Return the entries verbatim and drop every picture.

Records contained in a dataset
(begin)

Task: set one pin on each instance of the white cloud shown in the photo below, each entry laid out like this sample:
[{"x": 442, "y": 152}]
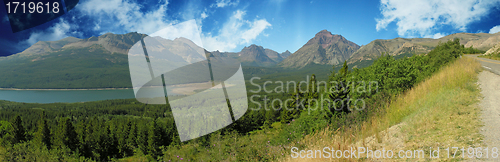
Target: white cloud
[
  {"x": 236, "y": 31},
  {"x": 125, "y": 16},
  {"x": 224, "y": 3},
  {"x": 425, "y": 17},
  {"x": 203, "y": 15},
  {"x": 495, "y": 29},
  {"x": 438, "y": 35},
  {"x": 60, "y": 30}
]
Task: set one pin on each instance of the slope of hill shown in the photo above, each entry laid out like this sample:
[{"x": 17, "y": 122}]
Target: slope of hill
[
  {"x": 408, "y": 46},
  {"x": 392, "y": 47},
  {"x": 96, "y": 62},
  {"x": 323, "y": 48},
  {"x": 285, "y": 54},
  {"x": 493, "y": 50},
  {"x": 119, "y": 43},
  {"x": 48, "y": 46}
]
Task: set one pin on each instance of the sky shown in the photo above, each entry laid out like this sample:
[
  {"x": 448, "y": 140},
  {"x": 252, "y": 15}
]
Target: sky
[{"x": 280, "y": 25}]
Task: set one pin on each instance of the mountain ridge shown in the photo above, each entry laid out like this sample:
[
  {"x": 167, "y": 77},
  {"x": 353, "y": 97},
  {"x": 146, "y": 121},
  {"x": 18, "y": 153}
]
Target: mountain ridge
[{"x": 323, "y": 48}]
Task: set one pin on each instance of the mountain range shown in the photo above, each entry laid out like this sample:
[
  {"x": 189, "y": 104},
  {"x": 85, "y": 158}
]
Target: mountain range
[
  {"x": 101, "y": 62},
  {"x": 323, "y": 48}
]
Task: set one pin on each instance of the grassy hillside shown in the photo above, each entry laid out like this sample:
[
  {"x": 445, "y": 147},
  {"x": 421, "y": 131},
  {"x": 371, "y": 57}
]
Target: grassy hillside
[
  {"x": 128, "y": 130},
  {"x": 439, "y": 112},
  {"x": 90, "y": 67}
]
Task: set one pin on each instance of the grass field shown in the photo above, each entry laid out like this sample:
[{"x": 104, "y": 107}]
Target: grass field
[
  {"x": 492, "y": 56},
  {"x": 439, "y": 112}
]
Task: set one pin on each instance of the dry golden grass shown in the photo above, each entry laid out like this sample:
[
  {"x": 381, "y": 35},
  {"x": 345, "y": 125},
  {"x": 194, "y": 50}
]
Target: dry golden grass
[{"x": 438, "y": 112}]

(end)

SOLUTION BELOW
Task: set one pin on each instance of the white cloud shown in the photo below, each entry laid out like this sample:
[{"x": 442, "y": 152}]
Target: white cloud
[
  {"x": 236, "y": 31},
  {"x": 125, "y": 16},
  {"x": 224, "y": 3},
  {"x": 425, "y": 17},
  {"x": 203, "y": 15},
  {"x": 495, "y": 29},
  {"x": 438, "y": 35},
  {"x": 60, "y": 30}
]
Task: set one pin on each instance of the slope of hill shown in the photo above, each entry laid out like this sample:
[{"x": 17, "y": 122}]
Target: slope of hill
[
  {"x": 408, "y": 46},
  {"x": 392, "y": 47},
  {"x": 96, "y": 62},
  {"x": 323, "y": 48},
  {"x": 285, "y": 54},
  {"x": 493, "y": 50},
  {"x": 119, "y": 43},
  {"x": 48, "y": 46}
]
Task: set one pin on each instance of the sky shown in the photo above, each entry laid out like this sample:
[
  {"x": 448, "y": 140},
  {"x": 252, "y": 15}
]
Target: sky
[{"x": 280, "y": 25}]
Task: set one pin on each instance of the mountain ridge shown in the photo above, each entry laid out like this sample:
[
  {"x": 167, "y": 77},
  {"x": 353, "y": 97},
  {"x": 146, "y": 121},
  {"x": 18, "y": 153}
]
Target: mountain ridge
[{"x": 323, "y": 48}]
Task: set one pin on each instance of the mountain range shown in the photo above, each entry laid out like this sample:
[
  {"x": 189, "y": 104},
  {"x": 85, "y": 158}
]
Target: mountain range
[
  {"x": 101, "y": 62},
  {"x": 323, "y": 48}
]
Task: set one pin on each instance of the grassy hillside shown in the photo above, each entry laid out like this sample:
[
  {"x": 445, "y": 147},
  {"x": 421, "y": 131},
  {"x": 371, "y": 57}
]
Target: grassy hillside
[
  {"x": 128, "y": 130},
  {"x": 439, "y": 112},
  {"x": 90, "y": 67}
]
Task: set one pin on each instance of the grass field shown in the photo above, each entry laid out like this sample:
[{"x": 104, "y": 107}]
Target: grass field
[
  {"x": 492, "y": 56},
  {"x": 439, "y": 112}
]
Task: set one pin on each instance of the dry golden grass shown in the photo above, each entry laid out like this sample:
[
  {"x": 381, "y": 35},
  {"x": 345, "y": 125},
  {"x": 194, "y": 50}
]
Target: dry golden grass
[{"x": 438, "y": 112}]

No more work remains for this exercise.